Compito A => Ricopia dal brano il passo compreso tra "Sabato scorso (11" e "alle sue esigenze.", entrambi inclusi.
Compito B => Secondo il brano, per quale anno è previsto il fine pena di Francesco?

Brano selezionato =>
Una soluzione per Francesco, il detenuto pugliese di 260 chili che, per circa un mese è stato “piantonato” giorno e notte all’ospedale Santa Croce di Cuneo, sembra essersi trovata.
Sabato scorso (11 ottobre), infatti, è avvenuto il suo trasferimento con l’ambulanza di Poirino dal carcere Marassi di Genova al “Lorusso Cutugno” di Torino.
Francesco è stato infatti accolto nel padiglione A della casa circondariale torinese dove ha trovato un letto di portata, idoneo a sostenere il suo peso, e un’assistenza sanitaria per poter far fronte alle sue esigenze.
Di tutti gli otto padiglioni che compongono il carcere del Capoluogo, a loro volta suddivisi in sezioni, quello A è il più medicalizzato. Qui, si trovano le principali aree dedicate alla salute, tra cui il Servizio di Assistenza Intensiva per detenuti che richiedono cure specifiche. È inoltre presente un settore destinato alla detenzione di persone condannate a pene elevate. Nel caso specifico, Francesco ha un fine pena previsto per il 2037.
Una soluzione, quella adottata dal Provveditorato regionale dell’amministrazione penitenziaria Piemonte-Liguria e Valle d’Aosta, che è stata preceduta da un iter non di poco conto. La vicenda del detenuto mette infatti in luce il cortocircuito che viene a crearsi tra il coordinamento di competenze dell’Asl e amministrazione penitenziaria. Quando si tratta di sanità penitenziaria, infatti, è l’Azienda Sanitaria Locale a dover farci i conti. Questo, a seguito della riforma del 1° aprile 2008, quando la gestione della salute dei detenuti, in precedenza di competenza del Ministero della Giustizia, passò formalmente al Servizio sanitario nazionale. E in Italia, la sanità è materia di competenza regionale.
La riforma nasceva con l’intento di garantire l’indipendenza del personale sanitario e di rispettare il principio di equivalenza delle cure, sancito dall’OMS: assicurare ai detenuti la stessa qualità di assistenza sanitaria riservata ai cittadini liberi, pur tenendo conto della loro condizione di privazione della libertà e dell’impossibilità di accedere ai servizi territoriali. Un principio che, però, nei fatti sembra spesso disatteso e la vicenda di Francesco ne è la prova: la coperta è, infatti, troppo corta.
Il detenuto arriva a Cuneo da una Rsa di Bra il 23 agosto scorso. Il suo trasferimento al Cerialdo è stato un aggravamento della misura detentiva per motivi di sicurezza da parte del magistrato di sorveglianza.
Tuttavia, il carcere di Cuneo non era in grado di accoglierlo: mancava un letto di portata adeguata. Così Francesco è stato trasferito al pronto soccorso dell’ospedale Santa Croce, dove è rimasto per un mese, ospitato nel reparto di Medicina d’urgenza in attesa di una nuova sistemazione.

Estratti da un insieme di dati
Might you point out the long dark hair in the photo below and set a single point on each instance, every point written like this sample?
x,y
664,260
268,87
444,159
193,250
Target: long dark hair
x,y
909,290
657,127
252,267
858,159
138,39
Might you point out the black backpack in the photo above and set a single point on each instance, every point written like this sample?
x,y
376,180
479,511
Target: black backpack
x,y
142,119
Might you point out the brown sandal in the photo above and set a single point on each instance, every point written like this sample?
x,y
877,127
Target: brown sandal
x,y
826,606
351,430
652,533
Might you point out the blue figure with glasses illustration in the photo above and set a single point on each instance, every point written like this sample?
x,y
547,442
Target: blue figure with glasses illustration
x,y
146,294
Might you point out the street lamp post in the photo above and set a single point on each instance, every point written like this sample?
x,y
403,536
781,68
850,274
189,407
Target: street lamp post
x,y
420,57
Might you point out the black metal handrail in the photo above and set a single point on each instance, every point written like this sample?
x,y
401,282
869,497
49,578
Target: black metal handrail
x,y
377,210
--
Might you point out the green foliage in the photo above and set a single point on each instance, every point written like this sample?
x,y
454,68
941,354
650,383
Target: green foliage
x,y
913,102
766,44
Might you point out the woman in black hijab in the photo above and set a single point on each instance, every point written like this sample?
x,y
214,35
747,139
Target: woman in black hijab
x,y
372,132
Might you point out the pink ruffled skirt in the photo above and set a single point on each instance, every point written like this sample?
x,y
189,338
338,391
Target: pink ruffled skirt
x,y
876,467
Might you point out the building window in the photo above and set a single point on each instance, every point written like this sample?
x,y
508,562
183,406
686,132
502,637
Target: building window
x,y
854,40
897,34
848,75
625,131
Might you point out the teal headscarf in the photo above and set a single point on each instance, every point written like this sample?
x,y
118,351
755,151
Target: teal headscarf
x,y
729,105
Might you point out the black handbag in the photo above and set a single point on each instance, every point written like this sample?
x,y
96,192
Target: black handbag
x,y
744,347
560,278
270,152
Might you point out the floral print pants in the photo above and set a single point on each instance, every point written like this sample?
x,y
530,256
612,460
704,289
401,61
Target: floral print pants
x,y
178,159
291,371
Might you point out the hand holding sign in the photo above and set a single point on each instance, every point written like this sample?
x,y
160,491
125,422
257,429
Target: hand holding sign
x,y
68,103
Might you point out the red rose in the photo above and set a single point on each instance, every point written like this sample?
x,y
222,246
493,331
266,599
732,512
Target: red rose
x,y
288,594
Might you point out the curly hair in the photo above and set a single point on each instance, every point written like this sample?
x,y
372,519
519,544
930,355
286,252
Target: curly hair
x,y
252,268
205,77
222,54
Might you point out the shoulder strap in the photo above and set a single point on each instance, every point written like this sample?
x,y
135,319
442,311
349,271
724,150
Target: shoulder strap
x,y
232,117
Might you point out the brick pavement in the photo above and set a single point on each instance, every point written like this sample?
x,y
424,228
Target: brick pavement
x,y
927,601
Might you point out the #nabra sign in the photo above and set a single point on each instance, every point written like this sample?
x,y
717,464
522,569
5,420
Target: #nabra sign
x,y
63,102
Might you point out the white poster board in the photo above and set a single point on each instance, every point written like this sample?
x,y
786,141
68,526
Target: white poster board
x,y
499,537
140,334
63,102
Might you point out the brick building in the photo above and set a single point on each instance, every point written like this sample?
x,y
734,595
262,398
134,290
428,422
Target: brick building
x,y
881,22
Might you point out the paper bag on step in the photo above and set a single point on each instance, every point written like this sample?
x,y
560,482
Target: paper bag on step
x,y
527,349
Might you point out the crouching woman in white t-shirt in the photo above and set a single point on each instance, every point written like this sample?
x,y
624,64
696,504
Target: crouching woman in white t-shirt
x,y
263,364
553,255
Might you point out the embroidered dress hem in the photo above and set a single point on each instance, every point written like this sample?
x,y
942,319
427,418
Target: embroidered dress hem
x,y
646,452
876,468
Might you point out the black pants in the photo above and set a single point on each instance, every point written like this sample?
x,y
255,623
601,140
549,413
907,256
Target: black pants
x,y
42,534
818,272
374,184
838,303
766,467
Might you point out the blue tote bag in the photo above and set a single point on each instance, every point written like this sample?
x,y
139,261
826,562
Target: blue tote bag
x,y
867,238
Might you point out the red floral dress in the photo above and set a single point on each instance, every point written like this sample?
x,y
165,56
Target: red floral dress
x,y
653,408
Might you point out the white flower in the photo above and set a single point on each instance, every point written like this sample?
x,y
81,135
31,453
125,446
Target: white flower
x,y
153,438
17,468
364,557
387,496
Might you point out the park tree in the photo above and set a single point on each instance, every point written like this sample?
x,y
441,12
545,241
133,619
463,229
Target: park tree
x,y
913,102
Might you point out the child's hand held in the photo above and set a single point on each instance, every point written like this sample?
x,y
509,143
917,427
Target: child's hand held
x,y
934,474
--
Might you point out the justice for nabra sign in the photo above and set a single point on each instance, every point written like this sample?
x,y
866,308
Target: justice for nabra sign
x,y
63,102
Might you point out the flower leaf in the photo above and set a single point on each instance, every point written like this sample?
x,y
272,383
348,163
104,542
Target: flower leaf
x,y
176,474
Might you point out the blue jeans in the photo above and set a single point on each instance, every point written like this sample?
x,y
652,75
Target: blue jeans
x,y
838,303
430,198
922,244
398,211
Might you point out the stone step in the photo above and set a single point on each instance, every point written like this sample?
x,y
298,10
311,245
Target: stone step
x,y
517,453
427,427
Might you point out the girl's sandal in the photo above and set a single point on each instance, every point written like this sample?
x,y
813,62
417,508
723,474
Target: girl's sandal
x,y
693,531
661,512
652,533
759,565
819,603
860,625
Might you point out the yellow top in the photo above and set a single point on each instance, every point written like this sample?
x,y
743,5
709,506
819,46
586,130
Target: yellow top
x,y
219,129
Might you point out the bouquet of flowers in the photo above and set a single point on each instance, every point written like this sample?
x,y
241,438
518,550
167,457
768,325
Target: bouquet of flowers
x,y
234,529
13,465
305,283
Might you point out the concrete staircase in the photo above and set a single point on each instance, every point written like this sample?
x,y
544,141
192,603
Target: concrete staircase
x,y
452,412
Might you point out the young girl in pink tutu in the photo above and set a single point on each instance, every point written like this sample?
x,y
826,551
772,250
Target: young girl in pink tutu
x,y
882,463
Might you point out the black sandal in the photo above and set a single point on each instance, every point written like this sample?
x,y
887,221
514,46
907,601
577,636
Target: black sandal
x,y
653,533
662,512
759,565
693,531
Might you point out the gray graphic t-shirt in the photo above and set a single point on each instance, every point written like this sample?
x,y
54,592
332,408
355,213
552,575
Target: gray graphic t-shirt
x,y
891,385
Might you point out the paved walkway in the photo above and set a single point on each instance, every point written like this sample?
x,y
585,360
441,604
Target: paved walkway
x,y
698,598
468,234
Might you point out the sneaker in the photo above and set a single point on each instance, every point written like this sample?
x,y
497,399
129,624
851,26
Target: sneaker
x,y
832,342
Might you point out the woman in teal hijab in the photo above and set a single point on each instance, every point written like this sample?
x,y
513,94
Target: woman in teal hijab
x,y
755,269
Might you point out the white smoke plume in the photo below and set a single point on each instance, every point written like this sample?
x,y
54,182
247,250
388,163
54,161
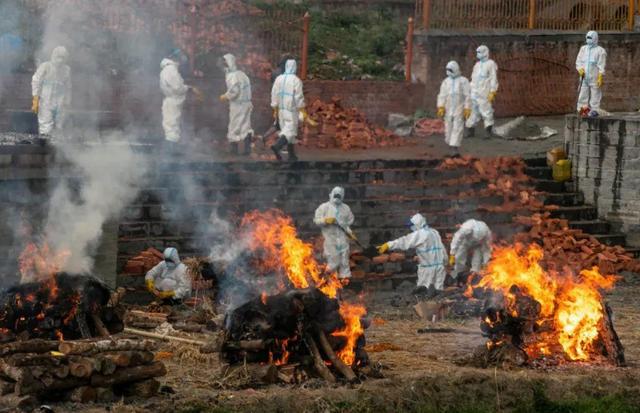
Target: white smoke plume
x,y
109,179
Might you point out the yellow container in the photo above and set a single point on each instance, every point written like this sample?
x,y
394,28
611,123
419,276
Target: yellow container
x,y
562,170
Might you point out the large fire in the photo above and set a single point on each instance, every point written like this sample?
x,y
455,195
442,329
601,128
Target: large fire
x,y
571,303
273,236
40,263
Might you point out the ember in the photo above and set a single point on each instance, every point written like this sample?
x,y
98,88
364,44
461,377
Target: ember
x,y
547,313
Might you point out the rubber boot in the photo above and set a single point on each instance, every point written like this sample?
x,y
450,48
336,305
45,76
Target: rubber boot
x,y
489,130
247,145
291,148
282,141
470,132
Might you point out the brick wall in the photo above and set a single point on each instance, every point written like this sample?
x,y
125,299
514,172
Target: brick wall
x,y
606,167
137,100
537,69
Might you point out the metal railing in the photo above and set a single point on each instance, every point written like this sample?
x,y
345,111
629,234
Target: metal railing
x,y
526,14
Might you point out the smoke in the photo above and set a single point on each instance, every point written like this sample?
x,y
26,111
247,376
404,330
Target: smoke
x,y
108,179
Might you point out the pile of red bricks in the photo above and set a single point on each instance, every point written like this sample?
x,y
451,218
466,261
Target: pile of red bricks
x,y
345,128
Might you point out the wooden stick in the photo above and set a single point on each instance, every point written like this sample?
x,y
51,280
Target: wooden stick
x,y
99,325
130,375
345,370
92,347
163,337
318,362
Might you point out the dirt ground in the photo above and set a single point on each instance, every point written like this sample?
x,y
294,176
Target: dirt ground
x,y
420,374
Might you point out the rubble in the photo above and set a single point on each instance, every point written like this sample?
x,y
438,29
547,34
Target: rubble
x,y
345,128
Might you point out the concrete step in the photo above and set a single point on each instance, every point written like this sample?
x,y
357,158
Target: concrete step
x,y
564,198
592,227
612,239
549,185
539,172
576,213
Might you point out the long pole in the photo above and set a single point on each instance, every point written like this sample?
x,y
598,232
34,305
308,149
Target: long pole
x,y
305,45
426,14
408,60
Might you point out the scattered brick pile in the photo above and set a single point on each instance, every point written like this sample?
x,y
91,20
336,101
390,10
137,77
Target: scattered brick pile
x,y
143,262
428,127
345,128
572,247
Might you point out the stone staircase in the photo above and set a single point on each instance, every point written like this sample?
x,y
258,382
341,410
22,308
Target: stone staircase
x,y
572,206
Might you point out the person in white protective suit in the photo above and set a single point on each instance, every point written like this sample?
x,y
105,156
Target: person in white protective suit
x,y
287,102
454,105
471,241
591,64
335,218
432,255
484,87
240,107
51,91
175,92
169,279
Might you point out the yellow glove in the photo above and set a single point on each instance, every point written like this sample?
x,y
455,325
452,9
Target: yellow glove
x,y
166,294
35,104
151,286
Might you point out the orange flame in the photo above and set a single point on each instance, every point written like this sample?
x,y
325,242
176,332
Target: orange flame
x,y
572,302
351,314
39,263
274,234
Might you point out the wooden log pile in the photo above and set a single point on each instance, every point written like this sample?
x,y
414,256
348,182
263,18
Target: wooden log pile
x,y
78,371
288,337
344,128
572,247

Spazio risposta A =>
Sabato scorso (11 ottobre), infatti, è avvenuto il suo trasferimento con l’ambulanza di Poirino dal carcere Marassi di Genova al “Lorusso Cutugno” di Torino.
Francesco è stato infatti accolto nel padiglione A della casa circondariale torinese dove ha trovato un letto di portata, idoneo a sostenere il suo peso, e un’assistenza sanitaria per poter far fronte alle sue esigenze.

Spazio risposta B => Per il 2037.